▸ **页面摘录**:

————

Luogu P2634 [国家集训队]聪聪可可(树形 DP)
文章目录
题目描述
给定一棵有边权的树和 k,求树上距离为 k 的倍数的点对数量
简要做法
考虑树形 dp
设 $f(u,j) $ 表示以 $u$ 为根的子树中到 $u$ 距离 $\bmod \ k == j$ 的点对数量
那么
$$f(u,j) = \sum_{v \in u.son} f(v,(j-dist_{u,v}) \bmod k)$$
写成方便转移的形式
$$f(u,[j+dist(u,v)] \bmod k) = \sum_{v \in u.son} f(v,j)$$
dfs 时转移并统计答案即可
这题就是 k = 3 的情况
参考代码
#include <stdio.h>
#include <algorithm>
#include <memory.h>
typedef long long ll;
const ll N = 1e5 + 5;
ll n, ans;
ll head[N], num_edge;
ll f[N][3], tmp[3];
struct Node
{
ll next, to, dis;
} edge[N << 1];
void add_edge(ll u, ll v, ll dis) { edge[++num_edge] = Node{head[u], v, dis % 3}, head[u] = num_edge; }
ll read()
{
ll x = 0, f = 1;
char ch = getchar();
while ('0' > ch or ch > '9')
f = ch == '-' ? -1 : 1, ch = getchar();
while ('0' <= ch and ch <= '9')
x = x * 10 + ch - 48, ch = getchar();
return x * f;
}
void dfs(int u, int fa)
{
f[u][0] = 1;
for (int i = head[u]; i; i = edge[i].next)

————

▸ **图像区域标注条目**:
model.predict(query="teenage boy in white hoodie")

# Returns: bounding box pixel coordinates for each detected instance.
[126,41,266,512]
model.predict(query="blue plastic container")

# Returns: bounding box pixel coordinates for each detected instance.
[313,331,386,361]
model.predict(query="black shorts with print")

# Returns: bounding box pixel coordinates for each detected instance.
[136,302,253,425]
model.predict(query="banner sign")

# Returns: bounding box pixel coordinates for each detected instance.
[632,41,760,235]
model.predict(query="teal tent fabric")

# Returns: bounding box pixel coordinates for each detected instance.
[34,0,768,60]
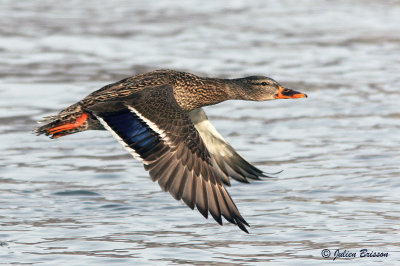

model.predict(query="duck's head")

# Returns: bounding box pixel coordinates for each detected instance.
[234,76,307,101]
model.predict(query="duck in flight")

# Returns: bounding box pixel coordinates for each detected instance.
[35,70,307,233]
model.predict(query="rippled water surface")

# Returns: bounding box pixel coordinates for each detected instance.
[0,0,400,265]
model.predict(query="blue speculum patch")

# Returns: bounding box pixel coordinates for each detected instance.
[103,110,160,155]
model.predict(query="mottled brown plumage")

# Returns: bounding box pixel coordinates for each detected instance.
[36,70,306,232]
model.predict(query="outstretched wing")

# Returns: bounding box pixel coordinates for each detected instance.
[189,108,268,185]
[86,85,249,232]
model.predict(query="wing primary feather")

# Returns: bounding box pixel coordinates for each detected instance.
[195,177,208,218]
[206,182,222,225]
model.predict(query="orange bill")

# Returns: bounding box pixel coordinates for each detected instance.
[275,86,307,99]
[48,113,89,134]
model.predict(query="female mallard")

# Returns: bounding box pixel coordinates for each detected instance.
[36,70,307,232]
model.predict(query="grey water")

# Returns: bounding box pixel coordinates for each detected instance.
[0,0,400,265]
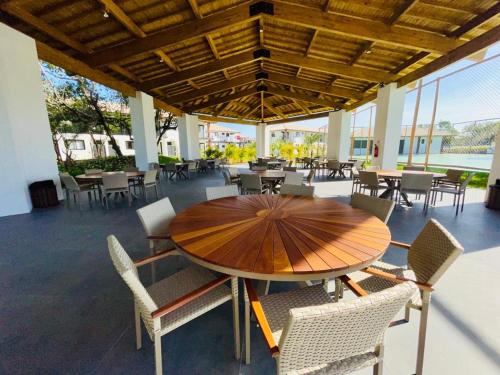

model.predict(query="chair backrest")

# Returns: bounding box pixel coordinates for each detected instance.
[206,185,240,201]
[280,184,314,197]
[351,193,396,224]
[136,198,175,236]
[359,171,378,187]
[283,172,304,185]
[408,219,464,285]
[144,169,157,185]
[460,172,476,190]
[278,282,418,374]
[85,168,104,175]
[446,169,464,182]
[240,173,262,190]
[401,172,433,191]
[403,165,425,172]
[59,172,80,190]
[108,235,159,332]
[102,172,128,189]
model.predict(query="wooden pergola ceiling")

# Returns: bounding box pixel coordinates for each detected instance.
[0,0,500,124]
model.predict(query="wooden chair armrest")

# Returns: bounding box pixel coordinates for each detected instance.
[362,267,434,292]
[134,249,178,267]
[391,241,411,250]
[151,275,231,319]
[147,234,172,240]
[340,275,368,297]
[244,279,280,358]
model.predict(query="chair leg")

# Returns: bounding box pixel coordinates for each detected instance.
[231,277,240,359]
[134,303,142,350]
[416,291,431,375]
[243,284,250,365]
[154,332,163,375]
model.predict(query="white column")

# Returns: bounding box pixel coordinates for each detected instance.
[255,122,270,158]
[485,130,500,203]
[372,82,405,169]
[326,109,351,160]
[0,23,62,216]
[129,91,158,171]
[177,114,200,160]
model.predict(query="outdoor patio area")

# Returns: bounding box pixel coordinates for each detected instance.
[0,171,500,375]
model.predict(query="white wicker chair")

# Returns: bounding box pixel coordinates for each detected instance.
[136,198,175,281]
[244,280,418,375]
[351,193,396,224]
[344,219,464,375]
[206,185,240,201]
[108,235,240,375]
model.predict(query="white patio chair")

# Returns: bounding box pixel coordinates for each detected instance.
[283,172,304,185]
[344,219,464,375]
[280,184,314,197]
[398,172,433,212]
[351,193,396,224]
[102,172,132,209]
[244,279,418,375]
[108,235,240,375]
[206,185,240,201]
[59,172,99,210]
[136,197,175,281]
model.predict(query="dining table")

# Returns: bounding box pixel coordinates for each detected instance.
[168,194,391,281]
[376,169,446,207]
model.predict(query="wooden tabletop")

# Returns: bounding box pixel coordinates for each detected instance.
[170,194,391,281]
[374,169,446,180]
[76,171,144,180]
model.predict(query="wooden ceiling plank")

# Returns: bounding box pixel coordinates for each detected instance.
[397,26,500,87]
[86,2,260,67]
[265,1,462,55]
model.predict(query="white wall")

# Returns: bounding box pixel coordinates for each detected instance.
[0,23,62,216]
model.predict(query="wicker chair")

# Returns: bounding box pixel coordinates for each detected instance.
[351,193,396,224]
[245,279,418,375]
[344,219,464,375]
[136,198,175,281]
[108,235,240,375]
[280,184,314,197]
[206,186,240,201]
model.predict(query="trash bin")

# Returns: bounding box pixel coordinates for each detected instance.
[29,180,59,208]
[486,178,500,210]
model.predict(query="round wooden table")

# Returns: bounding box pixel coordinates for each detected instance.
[170,194,391,281]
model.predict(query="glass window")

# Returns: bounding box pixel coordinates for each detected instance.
[69,140,85,150]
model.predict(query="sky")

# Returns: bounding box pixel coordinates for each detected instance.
[218,43,500,137]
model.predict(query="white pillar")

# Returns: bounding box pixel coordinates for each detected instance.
[372,82,405,169]
[326,109,351,161]
[485,130,500,203]
[0,23,62,216]
[255,122,269,158]
[129,91,158,171]
[177,114,200,160]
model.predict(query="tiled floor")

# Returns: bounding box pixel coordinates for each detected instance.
[0,169,500,375]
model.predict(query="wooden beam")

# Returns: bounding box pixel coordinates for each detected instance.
[268,73,363,100]
[397,26,500,87]
[448,3,500,38]
[270,50,393,82]
[265,1,462,55]
[198,114,257,126]
[168,74,256,103]
[85,2,260,67]
[267,87,343,108]
[183,87,257,112]
[141,52,254,90]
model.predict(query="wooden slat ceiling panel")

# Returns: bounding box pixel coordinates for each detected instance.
[0,0,500,120]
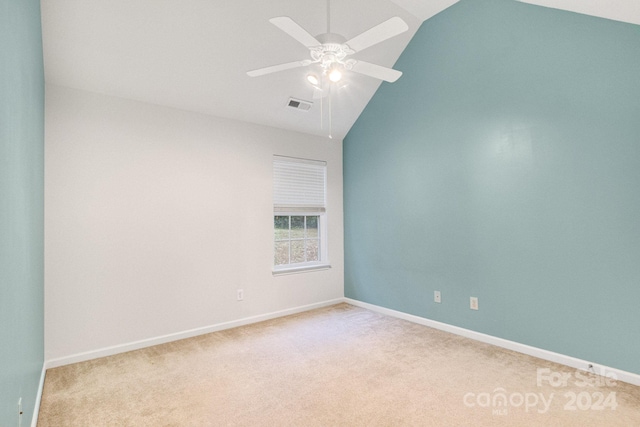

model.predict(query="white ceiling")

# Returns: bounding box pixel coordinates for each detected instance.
[41,0,640,139]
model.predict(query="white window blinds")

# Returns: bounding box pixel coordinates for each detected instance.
[273,156,327,212]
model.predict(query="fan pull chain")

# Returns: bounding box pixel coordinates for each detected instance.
[327,0,331,34]
[329,84,333,139]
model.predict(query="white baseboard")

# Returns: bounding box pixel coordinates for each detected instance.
[344,298,640,386]
[43,298,344,372]
[31,363,47,427]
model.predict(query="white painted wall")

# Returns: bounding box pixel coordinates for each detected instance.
[45,86,344,360]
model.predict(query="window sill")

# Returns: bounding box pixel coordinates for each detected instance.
[272,264,331,276]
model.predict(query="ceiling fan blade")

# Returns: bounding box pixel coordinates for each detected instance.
[313,86,329,99]
[247,61,306,77]
[269,16,322,48]
[346,16,409,52]
[351,61,402,83]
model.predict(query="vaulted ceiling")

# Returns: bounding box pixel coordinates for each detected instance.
[41,0,640,139]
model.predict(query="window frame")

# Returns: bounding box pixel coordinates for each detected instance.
[271,155,331,275]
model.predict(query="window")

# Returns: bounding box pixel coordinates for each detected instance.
[273,156,328,272]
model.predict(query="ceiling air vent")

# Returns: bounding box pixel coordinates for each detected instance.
[287,98,313,111]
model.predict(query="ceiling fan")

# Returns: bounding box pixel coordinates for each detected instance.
[247,1,409,84]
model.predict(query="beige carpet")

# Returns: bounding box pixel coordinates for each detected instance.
[38,304,640,427]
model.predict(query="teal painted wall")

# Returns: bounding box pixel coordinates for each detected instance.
[344,0,640,373]
[0,0,44,426]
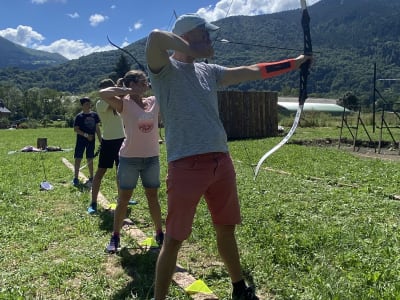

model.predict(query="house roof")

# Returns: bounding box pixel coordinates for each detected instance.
[278,97,350,114]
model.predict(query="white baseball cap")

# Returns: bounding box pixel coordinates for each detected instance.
[172,14,219,36]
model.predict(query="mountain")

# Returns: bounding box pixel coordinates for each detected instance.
[0,0,400,103]
[0,37,68,70]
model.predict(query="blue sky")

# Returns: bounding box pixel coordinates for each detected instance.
[0,0,320,59]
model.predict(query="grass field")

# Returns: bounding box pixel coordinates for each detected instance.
[0,128,400,299]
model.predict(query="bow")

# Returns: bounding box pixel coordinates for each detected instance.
[107,35,147,74]
[254,0,312,180]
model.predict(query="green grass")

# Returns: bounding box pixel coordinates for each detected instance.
[0,128,400,299]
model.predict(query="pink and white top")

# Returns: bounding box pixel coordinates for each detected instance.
[119,96,160,157]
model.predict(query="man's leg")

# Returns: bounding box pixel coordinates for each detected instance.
[154,236,182,300]
[145,188,162,231]
[74,158,82,178]
[87,158,93,180]
[214,224,242,282]
[113,189,133,234]
[92,168,107,203]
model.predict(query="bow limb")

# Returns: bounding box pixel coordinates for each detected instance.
[107,35,147,74]
[254,0,312,180]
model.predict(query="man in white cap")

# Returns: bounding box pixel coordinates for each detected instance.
[146,14,311,300]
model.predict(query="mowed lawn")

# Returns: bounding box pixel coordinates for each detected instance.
[0,128,400,299]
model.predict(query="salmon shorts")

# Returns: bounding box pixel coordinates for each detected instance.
[166,152,241,241]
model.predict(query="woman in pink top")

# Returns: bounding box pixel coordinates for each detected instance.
[99,70,164,253]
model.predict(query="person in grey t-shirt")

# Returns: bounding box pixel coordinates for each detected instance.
[146,14,311,300]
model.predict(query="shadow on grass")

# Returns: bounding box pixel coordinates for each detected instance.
[97,207,131,232]
[111,245,159,300]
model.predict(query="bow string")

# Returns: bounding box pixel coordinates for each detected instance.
[254,0,312,180]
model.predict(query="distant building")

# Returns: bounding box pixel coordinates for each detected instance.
[278,97,352,115]
[0,99,11,118]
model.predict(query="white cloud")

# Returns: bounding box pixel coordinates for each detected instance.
[0,25,45,47]
[197,0,320,21]
[67,12,79,19]
[129,21,143,31]
[34,39,115,59]
[89,14,108,27]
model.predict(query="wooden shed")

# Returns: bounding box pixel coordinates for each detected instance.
[218,91,278,140]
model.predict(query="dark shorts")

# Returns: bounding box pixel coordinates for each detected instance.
[74,138,95,159]
[98,138,124,169]
[166,152,241,241]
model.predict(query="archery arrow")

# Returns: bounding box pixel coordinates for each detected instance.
[254,0,312,180]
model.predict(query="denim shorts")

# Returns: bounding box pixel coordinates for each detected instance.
[118,156,160,190]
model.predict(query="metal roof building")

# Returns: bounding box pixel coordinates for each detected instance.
[278,97,351,115]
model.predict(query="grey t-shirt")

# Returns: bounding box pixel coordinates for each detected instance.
[149,58,228,162]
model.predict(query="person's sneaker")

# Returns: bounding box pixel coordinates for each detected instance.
[156,231,164,247]
[85,178,93,188]
[106,235,119,253]
[128,199,138,205]
[232,286,259,300]
[72,178,79,186]
[88,202,97,215]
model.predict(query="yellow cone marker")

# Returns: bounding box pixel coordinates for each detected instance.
[140,238,158,247]
[108,203,117,210]
[185,279,213,294]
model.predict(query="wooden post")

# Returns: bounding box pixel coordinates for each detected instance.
[218,91,278,139]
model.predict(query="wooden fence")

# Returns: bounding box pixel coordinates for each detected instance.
[218,91,278,140]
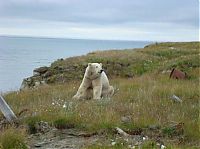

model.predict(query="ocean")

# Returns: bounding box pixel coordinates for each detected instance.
[0,36,151,93]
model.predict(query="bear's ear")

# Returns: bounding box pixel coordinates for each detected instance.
[88,63,92,66]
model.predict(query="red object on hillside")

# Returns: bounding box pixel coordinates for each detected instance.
[169,68,186,79]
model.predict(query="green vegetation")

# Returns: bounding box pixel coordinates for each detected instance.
[0,128,28,149]
[0,42,200,148]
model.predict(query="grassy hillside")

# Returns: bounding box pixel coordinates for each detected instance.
[22,42,200,87]
[0,42,200,148]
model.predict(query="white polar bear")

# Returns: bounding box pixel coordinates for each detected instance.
[73,63,114,99]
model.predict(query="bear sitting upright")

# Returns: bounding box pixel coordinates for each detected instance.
[73,63,114,99]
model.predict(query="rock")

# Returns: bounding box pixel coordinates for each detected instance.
[20,78,31,90]
[35,121,51,133]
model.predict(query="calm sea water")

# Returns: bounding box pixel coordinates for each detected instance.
[0,37,150,92]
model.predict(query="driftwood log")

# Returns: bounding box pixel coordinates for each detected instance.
[0,95,17,123]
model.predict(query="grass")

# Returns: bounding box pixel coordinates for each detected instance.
[0,43,200,148]
[0,128,28,149]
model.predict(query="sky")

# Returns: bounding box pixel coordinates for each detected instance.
[0,0,200,41]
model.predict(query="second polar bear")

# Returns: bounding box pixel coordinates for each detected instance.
[73,63,114,99]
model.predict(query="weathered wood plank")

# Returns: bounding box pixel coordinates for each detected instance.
[0,95,17,122]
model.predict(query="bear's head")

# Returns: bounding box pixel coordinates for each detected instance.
[85,63,103,80]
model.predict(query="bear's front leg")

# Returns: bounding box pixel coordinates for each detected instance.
[93,85,102,100]
[92,77,102,99]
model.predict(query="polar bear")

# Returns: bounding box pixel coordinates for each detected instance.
[73,63,114,99]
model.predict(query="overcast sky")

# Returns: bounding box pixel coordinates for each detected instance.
[0,0,199,41]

————

▸ **任务列表**:
A: 根据页面摘录，判断下列说法是否成立，每项回答“是”或“否”，并原文引用起决定作用的文字：(i) 本题属于 k 等于 3 的情况；(ii) 代码中数组 f 的第二维大小为 3；(iii) add_edge 存边时，边权对 5 取模。
B: 把页面摘录中以“f = ch == '-' ? -1 : 1, ch”开头、以“i = edge[i].next)”结尾的部分一字不差地照抄下来。

▸ **各题答案**:
A:
(i) 是：“这题就是 k = 3 的情况”
(ii) 是：“ll f[N][3], tmp[3];”
(iii) 否：“dis % 3”

B:
f = ch == '-' ? -1 : 1, ch = getchar();
while ('0' <= ch and ch <= '9')
x = x * 10 + ch - 48, ch = getchar();
return x * f;
}
void dfs(int u, int fa)
{
f[u][0] = 1;
for (int i = head[u]; i; i = edge[i].next)